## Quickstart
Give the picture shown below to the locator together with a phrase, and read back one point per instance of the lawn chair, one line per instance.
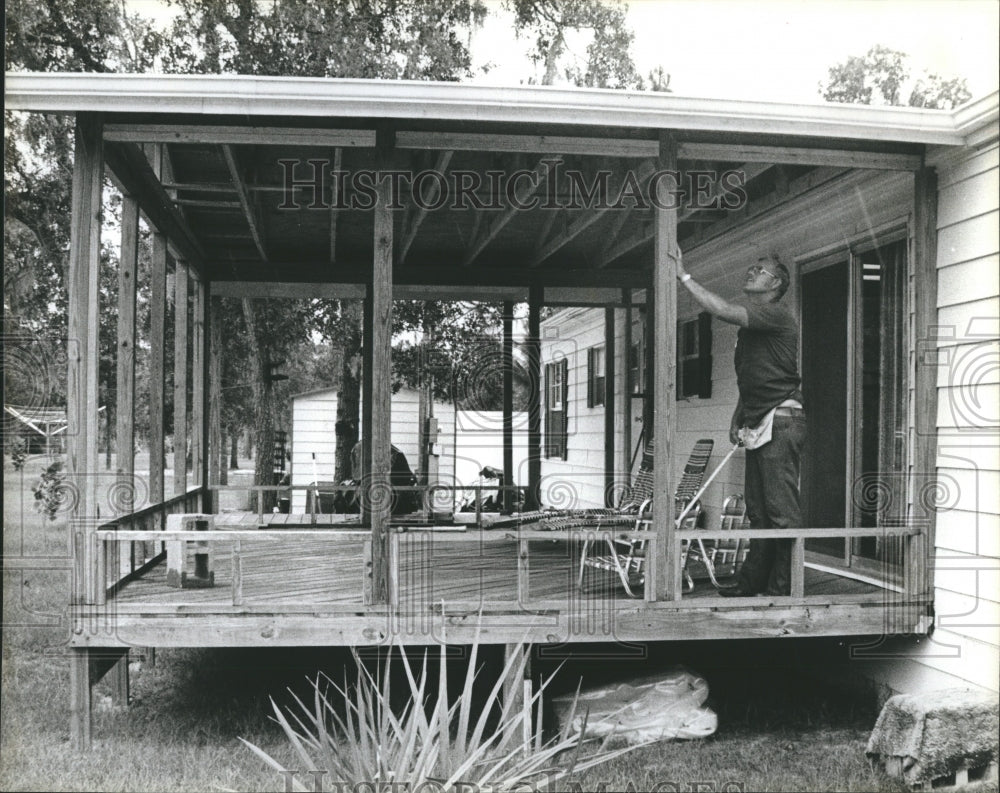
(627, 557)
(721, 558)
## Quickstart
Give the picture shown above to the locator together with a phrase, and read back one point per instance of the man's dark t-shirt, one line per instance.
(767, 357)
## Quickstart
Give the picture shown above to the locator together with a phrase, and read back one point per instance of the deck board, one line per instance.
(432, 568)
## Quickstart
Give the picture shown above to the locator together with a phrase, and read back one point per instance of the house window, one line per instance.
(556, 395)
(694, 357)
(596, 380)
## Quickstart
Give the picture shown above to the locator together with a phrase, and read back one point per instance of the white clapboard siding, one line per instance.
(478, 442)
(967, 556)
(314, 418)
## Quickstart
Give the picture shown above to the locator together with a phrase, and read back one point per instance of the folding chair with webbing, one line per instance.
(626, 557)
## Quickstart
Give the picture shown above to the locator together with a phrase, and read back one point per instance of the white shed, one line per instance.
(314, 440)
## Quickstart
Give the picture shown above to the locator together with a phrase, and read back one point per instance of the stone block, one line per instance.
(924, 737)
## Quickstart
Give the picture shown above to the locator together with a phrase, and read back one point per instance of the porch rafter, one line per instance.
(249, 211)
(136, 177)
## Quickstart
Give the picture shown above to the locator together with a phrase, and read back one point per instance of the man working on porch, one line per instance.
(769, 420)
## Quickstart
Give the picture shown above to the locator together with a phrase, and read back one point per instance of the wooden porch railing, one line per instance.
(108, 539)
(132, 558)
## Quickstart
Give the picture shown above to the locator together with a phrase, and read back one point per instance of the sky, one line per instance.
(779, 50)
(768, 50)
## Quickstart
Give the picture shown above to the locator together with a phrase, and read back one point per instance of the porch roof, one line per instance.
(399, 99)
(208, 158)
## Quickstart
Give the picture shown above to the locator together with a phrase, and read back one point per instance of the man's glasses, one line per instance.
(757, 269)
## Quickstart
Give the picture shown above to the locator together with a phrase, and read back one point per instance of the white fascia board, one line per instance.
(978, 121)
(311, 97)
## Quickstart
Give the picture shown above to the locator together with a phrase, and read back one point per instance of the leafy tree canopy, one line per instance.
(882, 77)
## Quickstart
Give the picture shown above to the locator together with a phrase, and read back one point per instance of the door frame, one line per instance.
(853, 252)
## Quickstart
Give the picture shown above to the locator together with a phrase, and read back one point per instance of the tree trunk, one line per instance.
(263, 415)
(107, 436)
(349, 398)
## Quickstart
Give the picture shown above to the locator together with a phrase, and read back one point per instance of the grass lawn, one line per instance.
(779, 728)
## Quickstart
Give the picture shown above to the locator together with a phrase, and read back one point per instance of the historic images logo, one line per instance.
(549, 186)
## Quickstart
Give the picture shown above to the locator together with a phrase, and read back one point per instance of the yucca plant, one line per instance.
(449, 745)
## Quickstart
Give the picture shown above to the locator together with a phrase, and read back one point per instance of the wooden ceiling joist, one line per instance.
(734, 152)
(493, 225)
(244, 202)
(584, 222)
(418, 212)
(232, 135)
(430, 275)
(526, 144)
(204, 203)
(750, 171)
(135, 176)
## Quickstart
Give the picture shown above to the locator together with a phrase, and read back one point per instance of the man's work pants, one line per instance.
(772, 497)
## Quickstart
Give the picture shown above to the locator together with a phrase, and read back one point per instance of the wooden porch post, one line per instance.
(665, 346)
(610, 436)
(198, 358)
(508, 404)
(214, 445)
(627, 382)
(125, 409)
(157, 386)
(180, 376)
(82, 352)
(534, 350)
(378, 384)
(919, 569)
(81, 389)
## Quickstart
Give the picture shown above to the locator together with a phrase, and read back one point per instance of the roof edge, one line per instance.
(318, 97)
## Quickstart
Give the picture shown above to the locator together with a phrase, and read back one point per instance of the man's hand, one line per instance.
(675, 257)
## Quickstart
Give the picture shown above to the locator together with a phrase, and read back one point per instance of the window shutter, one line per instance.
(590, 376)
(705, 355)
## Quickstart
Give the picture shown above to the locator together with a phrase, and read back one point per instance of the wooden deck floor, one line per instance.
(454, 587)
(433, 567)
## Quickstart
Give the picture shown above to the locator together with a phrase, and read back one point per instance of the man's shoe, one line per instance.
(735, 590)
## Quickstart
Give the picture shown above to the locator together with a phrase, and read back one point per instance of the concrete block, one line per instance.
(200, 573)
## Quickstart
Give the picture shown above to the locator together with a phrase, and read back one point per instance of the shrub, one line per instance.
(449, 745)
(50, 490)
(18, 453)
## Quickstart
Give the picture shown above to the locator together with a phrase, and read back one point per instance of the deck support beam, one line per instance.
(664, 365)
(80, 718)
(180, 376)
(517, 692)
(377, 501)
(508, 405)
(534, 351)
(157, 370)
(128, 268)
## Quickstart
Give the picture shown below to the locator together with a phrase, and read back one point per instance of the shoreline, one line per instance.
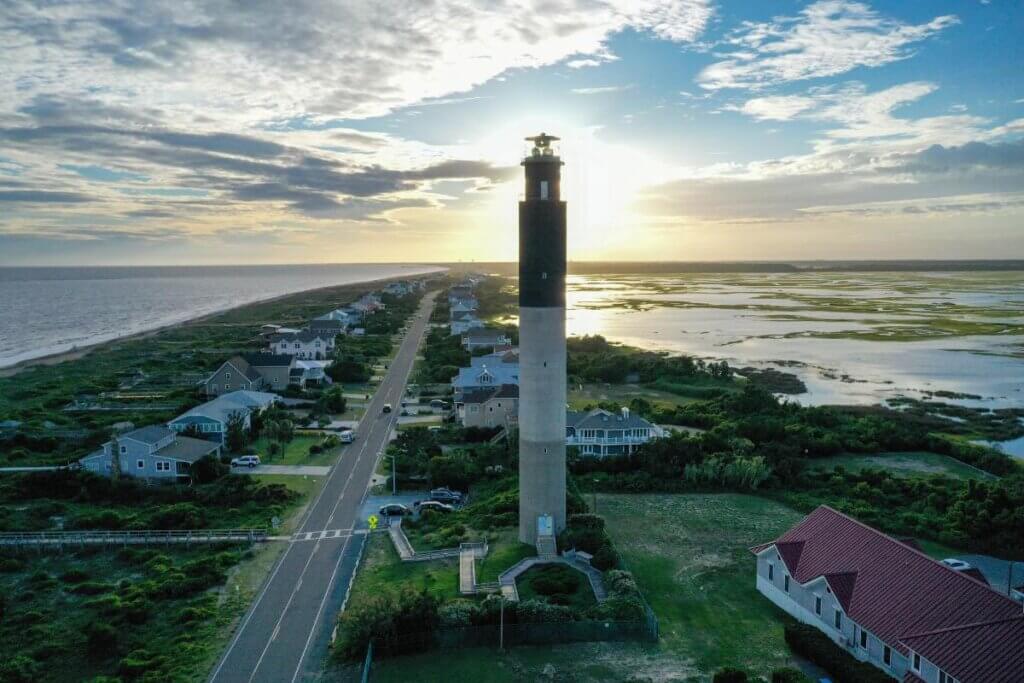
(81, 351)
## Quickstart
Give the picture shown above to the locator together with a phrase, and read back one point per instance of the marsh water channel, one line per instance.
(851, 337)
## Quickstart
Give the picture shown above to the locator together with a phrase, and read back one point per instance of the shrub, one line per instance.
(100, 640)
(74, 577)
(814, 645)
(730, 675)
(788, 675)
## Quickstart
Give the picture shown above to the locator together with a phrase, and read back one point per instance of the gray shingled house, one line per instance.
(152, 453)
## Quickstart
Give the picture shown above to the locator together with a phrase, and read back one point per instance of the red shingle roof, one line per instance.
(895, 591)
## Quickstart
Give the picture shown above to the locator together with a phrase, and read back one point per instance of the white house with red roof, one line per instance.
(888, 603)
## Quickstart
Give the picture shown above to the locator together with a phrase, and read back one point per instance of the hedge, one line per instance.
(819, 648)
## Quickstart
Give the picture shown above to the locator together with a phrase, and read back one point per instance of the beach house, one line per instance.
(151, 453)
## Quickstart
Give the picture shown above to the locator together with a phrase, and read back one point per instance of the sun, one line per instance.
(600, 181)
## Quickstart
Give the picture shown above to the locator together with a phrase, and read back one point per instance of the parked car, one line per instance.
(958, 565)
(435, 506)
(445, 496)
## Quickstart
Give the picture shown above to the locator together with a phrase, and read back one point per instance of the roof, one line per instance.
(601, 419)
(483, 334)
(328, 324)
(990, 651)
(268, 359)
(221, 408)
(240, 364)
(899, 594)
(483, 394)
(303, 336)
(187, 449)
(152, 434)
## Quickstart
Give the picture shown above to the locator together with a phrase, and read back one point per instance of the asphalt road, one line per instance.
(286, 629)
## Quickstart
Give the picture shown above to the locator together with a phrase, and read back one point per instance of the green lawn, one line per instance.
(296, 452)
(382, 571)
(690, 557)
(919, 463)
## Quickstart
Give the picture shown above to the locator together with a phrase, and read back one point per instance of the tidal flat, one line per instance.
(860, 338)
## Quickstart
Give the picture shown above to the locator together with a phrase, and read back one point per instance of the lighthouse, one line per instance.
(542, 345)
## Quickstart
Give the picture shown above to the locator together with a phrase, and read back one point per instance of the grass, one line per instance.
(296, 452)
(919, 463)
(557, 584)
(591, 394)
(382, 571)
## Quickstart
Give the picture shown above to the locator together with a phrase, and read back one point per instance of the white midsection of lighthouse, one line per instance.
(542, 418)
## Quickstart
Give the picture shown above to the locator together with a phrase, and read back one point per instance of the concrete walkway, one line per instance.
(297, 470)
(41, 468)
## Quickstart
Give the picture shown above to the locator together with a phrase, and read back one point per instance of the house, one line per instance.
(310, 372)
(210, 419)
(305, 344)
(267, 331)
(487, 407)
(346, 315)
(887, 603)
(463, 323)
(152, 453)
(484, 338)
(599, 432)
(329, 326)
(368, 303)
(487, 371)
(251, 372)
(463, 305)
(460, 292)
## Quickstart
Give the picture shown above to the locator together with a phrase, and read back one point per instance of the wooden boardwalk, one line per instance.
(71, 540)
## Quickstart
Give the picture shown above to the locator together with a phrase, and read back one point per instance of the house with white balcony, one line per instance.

· · ·

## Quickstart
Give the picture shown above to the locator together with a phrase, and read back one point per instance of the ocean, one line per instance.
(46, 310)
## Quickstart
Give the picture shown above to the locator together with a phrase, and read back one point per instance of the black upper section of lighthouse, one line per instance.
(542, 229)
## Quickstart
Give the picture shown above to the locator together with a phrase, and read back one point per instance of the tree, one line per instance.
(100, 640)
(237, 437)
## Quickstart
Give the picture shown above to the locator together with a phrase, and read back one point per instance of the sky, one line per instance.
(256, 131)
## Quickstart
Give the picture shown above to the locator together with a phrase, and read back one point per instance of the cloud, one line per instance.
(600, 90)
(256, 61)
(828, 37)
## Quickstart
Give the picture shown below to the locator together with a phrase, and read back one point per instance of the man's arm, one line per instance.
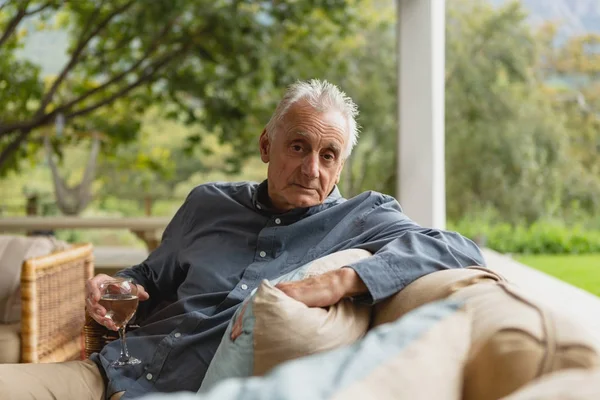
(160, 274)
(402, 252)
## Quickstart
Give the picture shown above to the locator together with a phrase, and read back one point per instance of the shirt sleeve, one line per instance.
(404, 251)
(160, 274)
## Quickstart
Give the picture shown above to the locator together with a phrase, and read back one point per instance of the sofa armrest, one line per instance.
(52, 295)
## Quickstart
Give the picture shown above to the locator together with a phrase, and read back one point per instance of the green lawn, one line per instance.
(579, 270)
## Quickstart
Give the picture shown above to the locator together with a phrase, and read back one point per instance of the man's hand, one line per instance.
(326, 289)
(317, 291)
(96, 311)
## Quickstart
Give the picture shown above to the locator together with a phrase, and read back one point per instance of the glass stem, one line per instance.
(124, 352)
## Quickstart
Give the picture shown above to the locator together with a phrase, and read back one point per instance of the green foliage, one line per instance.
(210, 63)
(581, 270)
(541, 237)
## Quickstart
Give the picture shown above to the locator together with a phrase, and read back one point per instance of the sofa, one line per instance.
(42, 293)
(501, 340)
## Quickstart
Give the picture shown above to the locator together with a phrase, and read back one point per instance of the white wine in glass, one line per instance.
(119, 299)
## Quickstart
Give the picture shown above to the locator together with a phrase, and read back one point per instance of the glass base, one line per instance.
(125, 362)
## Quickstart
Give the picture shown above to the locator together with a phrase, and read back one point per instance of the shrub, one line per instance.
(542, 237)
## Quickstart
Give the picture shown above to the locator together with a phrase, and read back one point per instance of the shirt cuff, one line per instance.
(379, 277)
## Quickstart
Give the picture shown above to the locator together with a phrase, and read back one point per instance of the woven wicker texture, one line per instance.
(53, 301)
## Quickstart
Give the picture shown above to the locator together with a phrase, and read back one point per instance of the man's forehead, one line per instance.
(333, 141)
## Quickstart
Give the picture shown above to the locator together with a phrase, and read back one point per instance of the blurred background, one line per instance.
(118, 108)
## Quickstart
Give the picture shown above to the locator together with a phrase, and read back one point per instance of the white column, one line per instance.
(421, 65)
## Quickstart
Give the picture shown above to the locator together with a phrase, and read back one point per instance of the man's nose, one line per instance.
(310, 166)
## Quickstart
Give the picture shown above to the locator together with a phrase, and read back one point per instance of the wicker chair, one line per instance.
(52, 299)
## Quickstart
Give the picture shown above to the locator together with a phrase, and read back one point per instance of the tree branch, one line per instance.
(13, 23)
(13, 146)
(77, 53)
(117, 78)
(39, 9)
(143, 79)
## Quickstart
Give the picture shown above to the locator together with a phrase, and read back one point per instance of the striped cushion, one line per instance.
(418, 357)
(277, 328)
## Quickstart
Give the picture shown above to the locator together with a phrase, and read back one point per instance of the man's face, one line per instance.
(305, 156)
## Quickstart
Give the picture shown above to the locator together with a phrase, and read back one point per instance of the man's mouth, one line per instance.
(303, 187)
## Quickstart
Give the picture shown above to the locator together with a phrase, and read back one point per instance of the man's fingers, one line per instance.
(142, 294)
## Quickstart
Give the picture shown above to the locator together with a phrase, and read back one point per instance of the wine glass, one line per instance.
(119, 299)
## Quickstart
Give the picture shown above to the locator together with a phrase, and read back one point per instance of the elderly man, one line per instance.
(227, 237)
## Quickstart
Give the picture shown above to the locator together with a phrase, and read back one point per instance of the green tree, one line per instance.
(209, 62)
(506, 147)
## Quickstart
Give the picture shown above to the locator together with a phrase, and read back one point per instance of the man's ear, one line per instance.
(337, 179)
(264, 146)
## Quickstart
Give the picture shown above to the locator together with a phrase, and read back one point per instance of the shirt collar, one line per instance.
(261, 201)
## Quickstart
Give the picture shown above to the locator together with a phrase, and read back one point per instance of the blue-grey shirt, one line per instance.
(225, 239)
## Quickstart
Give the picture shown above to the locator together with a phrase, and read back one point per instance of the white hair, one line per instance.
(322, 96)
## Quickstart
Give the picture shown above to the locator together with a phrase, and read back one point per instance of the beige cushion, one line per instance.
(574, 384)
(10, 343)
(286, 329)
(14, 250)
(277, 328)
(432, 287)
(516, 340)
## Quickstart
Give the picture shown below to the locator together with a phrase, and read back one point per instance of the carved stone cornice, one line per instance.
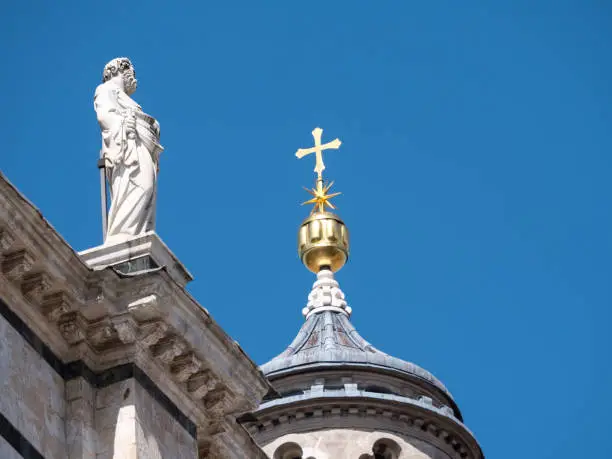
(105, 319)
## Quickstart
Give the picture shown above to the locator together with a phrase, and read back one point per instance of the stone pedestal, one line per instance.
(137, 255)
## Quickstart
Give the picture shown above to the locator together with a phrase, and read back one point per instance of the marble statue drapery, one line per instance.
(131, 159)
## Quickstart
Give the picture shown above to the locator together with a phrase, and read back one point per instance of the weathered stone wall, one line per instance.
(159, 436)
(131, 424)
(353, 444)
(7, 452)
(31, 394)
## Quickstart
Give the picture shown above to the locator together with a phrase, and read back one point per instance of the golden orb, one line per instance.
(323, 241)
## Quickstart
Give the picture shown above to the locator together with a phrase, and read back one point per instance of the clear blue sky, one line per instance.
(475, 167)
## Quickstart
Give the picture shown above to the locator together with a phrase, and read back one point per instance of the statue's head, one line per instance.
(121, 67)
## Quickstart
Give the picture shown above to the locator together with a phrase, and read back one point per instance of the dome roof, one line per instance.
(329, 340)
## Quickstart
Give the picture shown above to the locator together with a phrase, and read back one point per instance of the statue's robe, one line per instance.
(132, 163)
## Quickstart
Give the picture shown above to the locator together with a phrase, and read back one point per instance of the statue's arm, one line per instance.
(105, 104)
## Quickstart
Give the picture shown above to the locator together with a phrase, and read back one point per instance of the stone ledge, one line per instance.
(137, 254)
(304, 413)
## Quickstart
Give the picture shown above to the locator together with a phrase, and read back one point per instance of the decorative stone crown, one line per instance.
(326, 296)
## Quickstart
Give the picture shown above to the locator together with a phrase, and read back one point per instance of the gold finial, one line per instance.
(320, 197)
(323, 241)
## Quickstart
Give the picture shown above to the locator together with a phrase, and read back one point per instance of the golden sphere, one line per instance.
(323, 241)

· · ·

Show each line from the items above that contains the word "roof", copying every such line in full.

Give the picture shown above to the locator together with a phrase, and read back one point per instance of the porch roof, one line per instance.
Give the picture shown above to the locator together with a phrase, and read back one point per instance of the roof edge, one line per instance.
Give the picture shown above to the locator together with a phrase, and read back one point per instance of the red shingle roof, one line per instance.
Give the picture shown above to the locator together with a phrase, and read back one point per instance of the white house with red roof, one line per instance.
Give the picture shown above to the locator together with a phrase, and read back one point per instance of the roof, one line per instance.
Give the picture shown above to the locator together with a phrase, and read back one point per instance of the dome roof, one line per instance.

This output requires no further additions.